> [Task requirements] Print every one of the records below line for line, with no changes at all.

> [Boundary annotation records]
※ ※ ※

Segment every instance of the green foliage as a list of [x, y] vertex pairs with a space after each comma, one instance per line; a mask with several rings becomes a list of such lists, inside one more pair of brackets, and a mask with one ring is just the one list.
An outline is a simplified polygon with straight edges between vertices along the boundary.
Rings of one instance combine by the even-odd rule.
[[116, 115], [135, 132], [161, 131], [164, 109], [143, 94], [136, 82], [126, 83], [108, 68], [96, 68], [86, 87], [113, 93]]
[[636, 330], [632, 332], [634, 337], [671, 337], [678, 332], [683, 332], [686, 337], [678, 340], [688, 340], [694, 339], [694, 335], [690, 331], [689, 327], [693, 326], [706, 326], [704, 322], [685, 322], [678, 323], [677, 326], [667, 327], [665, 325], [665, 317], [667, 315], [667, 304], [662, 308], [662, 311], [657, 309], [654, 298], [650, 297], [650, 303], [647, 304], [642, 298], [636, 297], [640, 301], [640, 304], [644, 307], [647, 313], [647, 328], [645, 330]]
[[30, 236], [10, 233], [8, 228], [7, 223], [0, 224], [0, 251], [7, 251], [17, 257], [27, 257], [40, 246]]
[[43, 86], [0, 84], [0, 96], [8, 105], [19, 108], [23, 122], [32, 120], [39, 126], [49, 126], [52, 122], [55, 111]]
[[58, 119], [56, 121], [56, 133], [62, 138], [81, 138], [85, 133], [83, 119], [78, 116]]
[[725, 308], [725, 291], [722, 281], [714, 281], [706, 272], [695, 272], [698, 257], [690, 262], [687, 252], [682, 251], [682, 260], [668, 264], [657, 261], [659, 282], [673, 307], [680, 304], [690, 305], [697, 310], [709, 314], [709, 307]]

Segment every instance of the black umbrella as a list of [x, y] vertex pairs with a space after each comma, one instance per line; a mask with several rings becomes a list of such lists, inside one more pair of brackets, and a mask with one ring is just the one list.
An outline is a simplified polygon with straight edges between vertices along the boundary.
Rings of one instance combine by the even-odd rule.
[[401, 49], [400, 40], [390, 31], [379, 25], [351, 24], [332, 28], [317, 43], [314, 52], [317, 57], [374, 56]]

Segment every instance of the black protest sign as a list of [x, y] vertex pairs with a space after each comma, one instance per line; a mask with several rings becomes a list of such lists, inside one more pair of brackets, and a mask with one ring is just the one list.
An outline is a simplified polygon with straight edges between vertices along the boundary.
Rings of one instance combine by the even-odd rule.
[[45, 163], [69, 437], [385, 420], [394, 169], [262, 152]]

※ ※ ※

> [Answer to this exercise]
Segment every instance of the green foliage as a list of [x, y] vertex pairs with a space after each comma, one instance per line; a mask with several rings becomes a list of such lists, inside one more pair of brackets, and a mask with one ring is just the one list.
An outline is a simplified polygon with straight edges between vertices along the boundary.
Rings of one instance combine by the even-odd rule.
[[116, 115], [135, 132], [161, 131], [164, 109], [143, 94], [136, 82], [126, 83], [108, 68], [96, 68], [86, 87], [113, 93]]
[[636, 330], [632, 332], [634, 337], [671, 337], [678, 332], [683, 332], [686, 337], [678, 340], [688, 340], [694, 339], [694, 335], [690, 331], [689, 327], [693, 326], [706, 326], [704, 322], [685, 322], [678, 323], [677, 326], [667, 327], [665, 325], [665, 317], [667, 315], [667, 304], [662, 308], [662, 311], [657, 309], [654, 298], [650, 297], [650, 303], [647, 304], [642, 298], [636, 297], [640, 301], [640, 304], [644, 307], [647, 313], [647, 328], [645, 330]]
[[30, 236], [10, 233], [8, 228], [7, 223], [0, 224], [0, 251], [7, 251], [17, 257], [27, 257], [40, 246]]
[[43, 86], [0, 84], [0, 96], [8, 105], [19, 108], [23, 122], [32, 120], [39, 126], [49, 126], [52, 122], [55, 111]]
[[58, 119], [56, 121], [56, 133], [62, 138], [81, 138], [85, 133], [83, 119], [78, 116]]
[[725, 308], [725, 291], [722, 281], [714, 281], [706, 272], [695, 272], [698, 257], [690, 262], [687, 252], [682, 251], [682, 260], [668, 264], [657, 261], [659, 282], [673, 307], [680, 304], [690, 305], [697, 310], [709, 314], [709, 307]]

Segment every instance of the black umbrella as a list of [x, y] vertex pairs with a space after each comma, one instance per line; a mask with several rings becomes a list of such lists, inside one more pair of brackets, and a mask with one ring is just the one list.
An outline is a simplified polygon with straight edges between vertices along the boundary.
Rings of one instance combine by the even-odd rule.
[[401, 49], [400, 40], [390, 31], [379, 25], [351, 24], [332, 28], [317, 43], [314, 52], [317, 57], [374, 56]]

Segment every instance of the black protest sign as a list of [x, y] vertex pairs with a space after each comma, one instance per line; a mask with several rings becomes a list of such lists, inside one more pair of brackets, and a mask with one ring is just the one list.
An outline is a simplified polygon with straight edges between vertices along the boundary.
Rings of one instance combine by the even-odd rule.
[[45, 163], [69, 437], [385, 420], [394, 169], [262, 152]]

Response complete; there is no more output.